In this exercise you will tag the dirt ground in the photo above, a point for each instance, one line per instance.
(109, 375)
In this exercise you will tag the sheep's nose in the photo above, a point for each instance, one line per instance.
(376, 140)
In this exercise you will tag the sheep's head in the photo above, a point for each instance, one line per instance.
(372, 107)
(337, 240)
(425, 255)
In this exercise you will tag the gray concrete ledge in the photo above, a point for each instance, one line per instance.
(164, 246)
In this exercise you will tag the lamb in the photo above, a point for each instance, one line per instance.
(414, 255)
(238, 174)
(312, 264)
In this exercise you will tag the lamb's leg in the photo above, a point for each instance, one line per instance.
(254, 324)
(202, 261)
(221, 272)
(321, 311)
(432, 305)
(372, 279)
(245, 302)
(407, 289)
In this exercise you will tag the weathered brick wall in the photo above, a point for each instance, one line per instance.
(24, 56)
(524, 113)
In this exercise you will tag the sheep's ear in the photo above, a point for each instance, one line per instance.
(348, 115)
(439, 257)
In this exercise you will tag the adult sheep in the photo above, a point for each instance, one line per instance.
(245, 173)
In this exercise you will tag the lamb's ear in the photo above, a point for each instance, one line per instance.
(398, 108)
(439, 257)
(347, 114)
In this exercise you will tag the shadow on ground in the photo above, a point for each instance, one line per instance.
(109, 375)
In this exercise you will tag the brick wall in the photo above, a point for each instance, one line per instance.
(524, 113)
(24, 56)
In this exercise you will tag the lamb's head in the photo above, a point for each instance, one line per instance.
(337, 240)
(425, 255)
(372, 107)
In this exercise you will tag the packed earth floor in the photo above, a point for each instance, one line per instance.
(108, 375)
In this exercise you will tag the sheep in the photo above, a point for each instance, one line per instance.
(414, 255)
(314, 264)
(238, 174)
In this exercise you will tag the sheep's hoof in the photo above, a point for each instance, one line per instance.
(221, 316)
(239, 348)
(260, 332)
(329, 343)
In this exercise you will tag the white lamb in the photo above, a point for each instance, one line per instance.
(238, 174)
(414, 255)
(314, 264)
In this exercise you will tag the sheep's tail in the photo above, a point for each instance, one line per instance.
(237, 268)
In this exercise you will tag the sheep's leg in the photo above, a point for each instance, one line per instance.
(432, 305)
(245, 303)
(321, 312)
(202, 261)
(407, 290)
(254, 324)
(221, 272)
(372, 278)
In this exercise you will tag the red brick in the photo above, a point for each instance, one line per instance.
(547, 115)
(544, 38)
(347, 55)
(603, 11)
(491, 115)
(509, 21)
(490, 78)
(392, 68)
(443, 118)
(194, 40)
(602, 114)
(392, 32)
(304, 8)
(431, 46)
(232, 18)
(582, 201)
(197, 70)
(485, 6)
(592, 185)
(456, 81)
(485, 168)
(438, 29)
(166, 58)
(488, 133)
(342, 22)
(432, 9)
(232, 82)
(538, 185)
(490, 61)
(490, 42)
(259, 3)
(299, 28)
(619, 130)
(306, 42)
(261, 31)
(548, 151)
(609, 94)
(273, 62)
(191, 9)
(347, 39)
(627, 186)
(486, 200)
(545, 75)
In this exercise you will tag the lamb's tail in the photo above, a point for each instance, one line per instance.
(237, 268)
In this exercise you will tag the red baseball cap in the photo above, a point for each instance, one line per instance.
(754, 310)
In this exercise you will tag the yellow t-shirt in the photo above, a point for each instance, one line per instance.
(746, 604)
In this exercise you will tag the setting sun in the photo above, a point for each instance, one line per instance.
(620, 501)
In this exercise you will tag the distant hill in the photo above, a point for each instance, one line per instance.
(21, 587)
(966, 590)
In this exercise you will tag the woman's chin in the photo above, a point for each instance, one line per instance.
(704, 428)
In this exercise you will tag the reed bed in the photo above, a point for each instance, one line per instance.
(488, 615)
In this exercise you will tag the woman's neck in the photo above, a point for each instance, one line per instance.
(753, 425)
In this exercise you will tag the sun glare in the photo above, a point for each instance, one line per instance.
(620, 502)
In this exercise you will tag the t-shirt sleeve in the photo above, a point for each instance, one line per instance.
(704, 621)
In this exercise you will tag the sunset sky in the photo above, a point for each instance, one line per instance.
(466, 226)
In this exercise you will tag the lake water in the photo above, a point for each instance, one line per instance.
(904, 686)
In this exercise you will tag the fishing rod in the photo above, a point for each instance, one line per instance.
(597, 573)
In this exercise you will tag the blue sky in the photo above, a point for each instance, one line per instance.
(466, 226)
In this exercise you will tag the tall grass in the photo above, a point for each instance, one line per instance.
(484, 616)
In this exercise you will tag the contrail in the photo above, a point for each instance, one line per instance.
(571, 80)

WHAT THE TASK REQUIRES:
The records above are to be duplicated in full and exactly.

ANSWER TO THIS PROBLEM:
In this exercise you will tag the dirt ground in the photo above, a point for each instance, one line per instance.
(109, 375)
In this exercise you will tag the sheep's nose in the photo above, a point for each instance, one line per instance.
(376, 140)
In this exercise you will tag the sheep's head in the photo above, a point for each instance, one line per instance.
(372, 107)
(337, 240)
(425, 255)
In this exercise you will tag the gray concrete ledge in the photo above, a point for each instance, one line per instance.
(164, 246)
In this exercise you will tag the lamb in the photo above, a point for each instance, one line per instance.
(414, 255)
(238, 174)
(312, 264)
In this exercise you will tag the lamb's leg in the photo above, a point for each instance, one line per instance.
(254, 324)
(202, 261)
(221, 272)
(321, 311)
(432, 305)
(372, 279)
(245, 302)
(407, 289)
In this exercise you will tag the weathered brick wall in the photo above, a point for each instance, one line per instance.
(24, 56)
(524, 113)
In this exercise you will tag the sheep's ear in the photo above, a point for each instance, one line per instance.
(348, 115)
(439, 257)
In this exercise you will tag the adult sheep in the photo above, a point for each instance, one line per instance.
(245, 173)
In this exercise you will tag the lamb's ear in the photo above, a point for each instance, one line per instance.
(398, 108)
(439, 257)
(347, 114)
In this exercise you will tag the shadow on ground in the photo above, a point for each instance, one line per instance.
(109, 375)
In this exercise you will tag the brick wall in the photo above, a point for each instance, one line per instance.
(524, 113)
(24, 56)
In this exercise you will tag the lamb's head in the photo above, a point for each instance, one line per instance.
(337, 240)
(425, 255)
(372, 107)
In this exercise you will tag the packed earth floor in the photo above, a point for each instance, one line per instance.
(108, 375)
In this exercise you will tag the sheep in the photo above, a point for each instance, one line per instance.
(414, 255)
(314, 264)
(238, 174)
In this exercise you will tag the sheep's hoof in the photo above, a point for each instance, one line per instance.
(221, 316)
(239, 348)
(260, 332)
(329, 343)
In this exercise you will tag the white lamb in the photo above, a point for each instance, one line per instance.
(238, 174)
(414, 255)
(314, 264)
In this exercise you will tag the sheep's tail in the photo above, a point for each instance, one line per instance.
(237, 268)
In this exercise you will tag the sheep's leg in the photo above, a point for each instance, one line per instance.
(432, 305)
(245, 303)
(321, 312)
(202, 261)
(407, 290)
(254, 324)
(221, 272)
(372, 278)
In this exercise you will tag the red brick in the photo above, a point for each instance, one line per instance.
(547, 115)
(544, 38)
(347, 55)
(603, 11)
(491, 115)
(509, 21)
(490, 78)
(392, 68)
(443, 118)
(194, 40)
(602, 114)
(392, 32)
(304, 8)
(431, 46)
(232, 18)
(582, 201)
(197, 70)
(485, 6)
(592, 185)
(456, 81)
(485, 168)
(438, 29)
(166, 58)
(488, 133)
(342, 22)
(432, 9)
(232, 82)
(538, 185)
(490, 61)
(490, 42)
(259, 3)
(299, 28)
(619, 130)
(306, 42)
(261, 31)
(548, 151)
(609, 94)
(273, 62)
(191, 9)
(347, 39)
(627, 186)
(486, 200)
(545, 75)
In this exercise you will tag the lamb's tail in the photo above, a point for each instance, one line per instance.
(237, 268)
In this exercise you will tag the red baseball cap in the photo above, a point for each instance, one line per instance.
(754, 310)
In this exercise you will tag the yellow t-shirt in the photo above, a point for each instance, one line per instance.
(746, 604)
In this exercise you will tag the setting sun in the photo above, a point for each instance, one line per instance.
(620, 501)
In this exercise you will tag the distant hill in the photo above, a point for each instance, one line per instance.
(21, 587)
(966, 590)
In this exercise you will tag the woman's chin in the photo above, a point for each instance, one line per instance.
(704, 428)
In this exercise you will tag the reed bed in the photo above, a point for each instance, one line per instance.
(488, 615)
In this exercise you will tag the woman's neck in the photo above, a point for each instance, one line per instance.
(753, 425)
In this exercise you will tag the sun glare in the photo above, a point for each instance, one line per instance.
(620, 502)
In this exercise you will tag the t-shirt sleeve in the photo above, a point for each instance, one line per instance.
(704, 621)
In this exercise you will tag the sunset sky in the photo above, a point for each instance, one line per instance.
(466, 226)
In this exercise you will tag the lake water in the photo above, a point for each instance, one line per instance.
(904, 686)
In this exercise you will tag the fishing rod in the photo above, a point for each instance, one line per instance.
(597, 573)
In this exercise you will tag the blue sky in the photo above, a point for each instance, one line per instance.
(466, 226)
In this exercise you will tag the tall grass in the photo above, a point for each instance, one line per instance.
(484, 616)
In this exercise you will tag the contrail in the photo above, a point for each instance, one line per instance.
(571, 80)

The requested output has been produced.